* What you have to do: Each line below should be quoted exactly, please.

* Items:
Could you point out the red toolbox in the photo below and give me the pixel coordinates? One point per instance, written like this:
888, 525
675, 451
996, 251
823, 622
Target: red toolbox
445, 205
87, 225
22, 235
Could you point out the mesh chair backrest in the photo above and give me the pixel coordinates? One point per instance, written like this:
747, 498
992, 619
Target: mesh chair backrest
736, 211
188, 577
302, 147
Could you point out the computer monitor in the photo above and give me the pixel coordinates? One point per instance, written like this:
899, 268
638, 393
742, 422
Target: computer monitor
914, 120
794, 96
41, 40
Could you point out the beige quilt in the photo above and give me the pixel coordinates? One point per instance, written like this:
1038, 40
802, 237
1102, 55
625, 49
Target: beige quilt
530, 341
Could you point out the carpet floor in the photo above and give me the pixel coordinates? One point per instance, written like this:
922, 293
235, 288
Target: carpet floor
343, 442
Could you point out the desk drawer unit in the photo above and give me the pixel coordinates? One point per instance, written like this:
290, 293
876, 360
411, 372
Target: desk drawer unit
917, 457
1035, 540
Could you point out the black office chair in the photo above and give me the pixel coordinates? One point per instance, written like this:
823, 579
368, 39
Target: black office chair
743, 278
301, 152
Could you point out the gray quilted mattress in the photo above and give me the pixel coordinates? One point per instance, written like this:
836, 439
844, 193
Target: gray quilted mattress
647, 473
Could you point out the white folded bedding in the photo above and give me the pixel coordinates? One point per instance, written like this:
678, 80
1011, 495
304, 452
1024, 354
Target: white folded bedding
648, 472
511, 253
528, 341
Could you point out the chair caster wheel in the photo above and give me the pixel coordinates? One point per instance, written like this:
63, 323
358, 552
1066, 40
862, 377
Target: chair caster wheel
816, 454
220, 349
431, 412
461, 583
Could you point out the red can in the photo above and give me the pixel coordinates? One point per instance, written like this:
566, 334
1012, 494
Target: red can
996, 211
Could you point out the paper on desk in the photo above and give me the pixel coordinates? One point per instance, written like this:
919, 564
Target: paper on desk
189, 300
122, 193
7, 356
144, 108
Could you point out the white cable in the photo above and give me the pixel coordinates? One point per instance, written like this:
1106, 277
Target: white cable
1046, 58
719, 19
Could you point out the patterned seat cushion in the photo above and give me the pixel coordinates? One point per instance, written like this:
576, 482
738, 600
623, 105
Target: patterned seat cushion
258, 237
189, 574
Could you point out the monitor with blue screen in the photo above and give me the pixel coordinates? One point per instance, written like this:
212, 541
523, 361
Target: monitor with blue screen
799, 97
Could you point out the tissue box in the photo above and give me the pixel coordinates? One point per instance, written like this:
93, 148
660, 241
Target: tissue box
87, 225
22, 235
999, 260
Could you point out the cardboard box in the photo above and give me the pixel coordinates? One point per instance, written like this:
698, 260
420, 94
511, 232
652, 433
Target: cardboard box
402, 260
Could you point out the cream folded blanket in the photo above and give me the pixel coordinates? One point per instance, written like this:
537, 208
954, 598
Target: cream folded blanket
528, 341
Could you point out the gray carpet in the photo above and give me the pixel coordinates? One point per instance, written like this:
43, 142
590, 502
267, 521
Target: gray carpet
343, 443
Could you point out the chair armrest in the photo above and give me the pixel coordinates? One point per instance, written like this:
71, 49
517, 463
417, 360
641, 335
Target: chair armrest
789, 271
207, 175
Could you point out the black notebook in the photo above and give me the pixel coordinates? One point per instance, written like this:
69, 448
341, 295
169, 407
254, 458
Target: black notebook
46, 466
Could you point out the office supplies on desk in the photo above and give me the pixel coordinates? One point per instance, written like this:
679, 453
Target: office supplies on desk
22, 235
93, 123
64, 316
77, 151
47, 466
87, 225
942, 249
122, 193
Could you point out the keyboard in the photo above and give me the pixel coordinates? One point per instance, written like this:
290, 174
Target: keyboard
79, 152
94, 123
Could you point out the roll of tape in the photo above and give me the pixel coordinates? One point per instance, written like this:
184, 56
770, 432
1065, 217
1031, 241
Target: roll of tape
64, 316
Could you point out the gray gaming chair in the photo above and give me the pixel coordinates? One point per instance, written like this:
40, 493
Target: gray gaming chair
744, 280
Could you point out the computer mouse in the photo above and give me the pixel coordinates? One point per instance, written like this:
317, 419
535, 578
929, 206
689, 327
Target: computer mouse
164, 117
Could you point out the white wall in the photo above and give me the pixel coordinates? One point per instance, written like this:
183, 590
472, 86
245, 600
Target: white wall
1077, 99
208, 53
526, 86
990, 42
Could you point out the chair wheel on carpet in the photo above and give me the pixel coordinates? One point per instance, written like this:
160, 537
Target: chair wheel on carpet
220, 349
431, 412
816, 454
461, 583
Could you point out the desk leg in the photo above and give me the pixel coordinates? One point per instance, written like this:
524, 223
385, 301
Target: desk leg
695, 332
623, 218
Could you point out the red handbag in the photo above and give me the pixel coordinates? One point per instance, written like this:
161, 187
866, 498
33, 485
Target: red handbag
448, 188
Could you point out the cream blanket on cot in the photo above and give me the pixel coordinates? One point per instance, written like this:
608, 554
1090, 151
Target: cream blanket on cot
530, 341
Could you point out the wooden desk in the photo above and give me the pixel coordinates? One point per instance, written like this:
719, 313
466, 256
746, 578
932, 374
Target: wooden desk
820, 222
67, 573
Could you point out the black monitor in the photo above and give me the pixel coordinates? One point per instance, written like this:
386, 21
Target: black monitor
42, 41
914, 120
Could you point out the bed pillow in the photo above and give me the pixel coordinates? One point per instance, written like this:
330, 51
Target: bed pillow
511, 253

* Written answer:
Could you point out the red toolbox in the photo below and give me the pixel coordinates? One point per instance, written like this:
888, 525
675, 451
996, 251
823, 622
Target: red toolbox
445, 205
87, 225
22, 235
Could you point out the mesh chair backrest in the photo above and give me the pixel coordinates? One point per instance, written like this:
747, 498
992, 619
Target: mesh chair backrest
736, 211
188, 577
302, 147
Could you point out the computer monitor in the photo above and give me the pixel coordinates? One point per instance, written like this:
899, 268
638, 393
742, 422
Target: computer monitor
914, 120
794, 96
41, 40
Could you point out the beige quilt in the photo above and give me the pixel coordinates? One point per instance, written like this:
1038, 40
802, 237
1102, 55
625, 49
Target: beige quilt
530, 341
Could you point out the carpet floor in the photo above and give me the pixel coordinates? One point per instance, written like this:
922, 293
235, 288
Target: carpet floor
343, 442
Could you point out the desk drawer unit in the photo above and give me the pixel coordinates? One point per instance, written like this:
290, 293
876, 360
411, 372
Target: desk drawer unit
917, 457
1035, 540
Could you point out the black office chair in the photo above and give me the pixel coordinates? One point per instance, written like this:
823, 579
368, 39
Target: black office chair
743, 278
301, 152
Could you point out the gray quilted mattress in the photo above and give me the pixel coordinates? One point per instance, written like this:
836, 439
844, 193
Target: gray quilted mattress
647, 473
Could you point out the white folded bedding in the photo above and give me the pixel coordinates? One point per instance, written like this:
678, 80
1011, 495
304, 452
1024, 354
Target: white folded bedding
648, 472
511, 253
528, 341
Could you point out the chair caster wheel in the photo above and give me the pixel coordinates? One point per instance, written like this:
63, 323
358, 552
1066, 40
862, 377
Target: chair caster wheel
816, 454
220, 349
431, 412
461, 583
Could you point out the red can in the photo above and give me the pixel coordinates? One point per instance, written like this:
566, 334
1012, 494
Target: red can
996, 211
Could you point out the paper on desk in the photo above and give me the pixel coordinates? One point per instance, written like this:
919, 564
Target: paper on desk
189, 300
122, 193
7, 356
144, 108
Could you point out the white cable in the photo above and give me the pixel coordinates? One point per instance, written like this:
1106, 277
Target: white cable
1046, 58
719, 19
Could you point out the patterned seat cushion in the photo above and give me the pixel coordinates? One point per instance, written like this:
576, 482
738, 600
623, 105
Target: patterned seat cushion
258, 237
189, 574
Could you point out the monitor with blue screen in the photo above and give me the pixel coordinates? One point per instance, written like this:
212, 541
523, 361
Target: monitor with blue screen
799, 97
Could you point out the tissue box in the photo above and give me the pixel coordinates? One point per instance, written like this:
93, 148
660, 241
Target: tissue box
87, 225
22, 235
999, 260
Could you point out the cardboard box in the photo above and give me the pixel coordinates? One point per instance, written like this:
698, 260
420, 94
511, 232
652, 433
Target: cardboard box
402, 260
Could you point out the cream folded blanket in the photo above and give me the pixel coordinates? One point per instance, written like this:
537, 208
954, 598
Target: cream folded blanket
528, 341
Could you point out the gray carpet in the photo above and give me the pixel coordinates? One point per instance, written like this:
43, 142
590, 502
267, 521
Target: gray carpet
343, 443
Could you point out the chair armrest in the photo above and give me the pixel coordinates? One point per instance, written like this:
71, 49
517, 463
417, 360
641, 335
Target: chair armrest
789, 271
207, 175
Could you point out the black notebook in the photo above and give me the pixel coordinates? One point per instance, written like this:
69, 448
341, 295
169, 407
254, 458
Target: black notebook
46, 466
Could you point out the office supplies on desk in the photo above and give me the pixel coordinates? One point per instance, written like this:
679, 453
Target: office supplies on desk
22, 235
93, 123
64, 316
77, 151
47, 466
87, 225
942, 249
122, 193
Could you point out the keyboard in the photo above and give me the pixel coordinates? One point per instance, written like this:
290, 174
Target: keyboard
79, 152
94, 123
Could you point out the roll of tape in the photo above and give me the pixel coordinates? One point per instance, written like this:
184, 56
770, 432
1065, 217
1031, 241
Target: roll of tape
64, 316
Could you point out the gray gaming chair in the photo above and give me the pixel coordinates? One point per instance, written like this:
40, 493
Target: gray gaming chair
744, 280
Could you point out the computer mouse in the photo above and give me the pixel coordinates? One point per instance, written like this:
317, 419
535, 578
929, 206
689, 327
Target: computer mouse
164, 117
Could you point out the white wall in the photo above and give me the pixel coordinates? One point per instance, written like this:
183, 590
472, 86
245, 600
Target: white wall
1077, 99
208, 53
526, 86
990, 42
Could you point out the chair wheel on carpet in the photo above and give me the pixel coordinates? One point per instance, written like this:
160, 537
Target: chair wheel on carpet
220, 349
431, 412
816, 454
461, 583
Could you point out the desk leg in the photo above and give me the pixel coordinates? One point per instance, written like this:
524, 223
385, 301
Target: desk leg
695, 332
623, 218
Could you point out the red handbag in the photo above and give me the pixel coordinates? One point per instance, written like this:
161, 187
866, 498
33, 485
Target: red handbag
448, 188
Could you point out the cream blanket on cot in the photo above and give me the pixel coordinates? One point per instance, written like this:
608, 554
1090, 151
Target: cream blanket on cot
530, 341
Could you point out the wooden desk in the photo above and give me the pixel coordinates? One point per instance, written like this:
719, 313
466, 256
746, 578
932, 374
Target: wooden desk
820, 222
67, 573
Could you point out the black monitor in the photo above and give me the pixel coordinates? One point per instance, written like this:
386, 21
Target: black monitor
42, 41
914, 120
Could you point out the bed pillow in the photo above and give me the pixel coordinates? One point per instance, written like this:
330, 51
Target: bed pillow
511, 253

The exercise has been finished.